**ABOUT THIS EXERCISE:** A faithful copy of the data below is required, leaving out every picture.

**RECORDS FOR THIS TASK:**

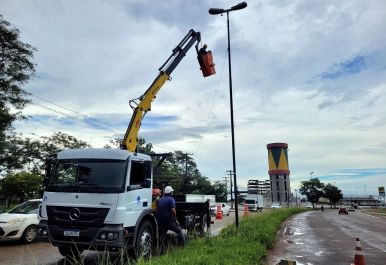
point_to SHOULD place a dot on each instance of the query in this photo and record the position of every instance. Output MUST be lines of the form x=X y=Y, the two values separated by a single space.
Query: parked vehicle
x=255 y=202
x=351 y=209
x=102 y=198
x=20 y=222
x=343 y=210
x=275 y=205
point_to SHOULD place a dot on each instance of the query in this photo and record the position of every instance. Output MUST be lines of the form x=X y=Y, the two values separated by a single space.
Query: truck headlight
x=15 y=221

**ANSWER BOX:**
point_to SHOULD place a dot on each instance of the query in this photo and record the position of every instance. Output MUST be lines of the form x=X y=Y, the two values separated by a single space.
Query: parked vehicle
x=255 y=202
x=351 y=209
x=102 y=198
x=20 y=222
x=343 y=210
x=275 y=205
point_to SHOULD place a dot on each instance of the query in this photo and record the position of every instance. Output MUST be lines of the form x=X y=Y, the two values separated by a single space.
Query: truck headlight
x=15 y=221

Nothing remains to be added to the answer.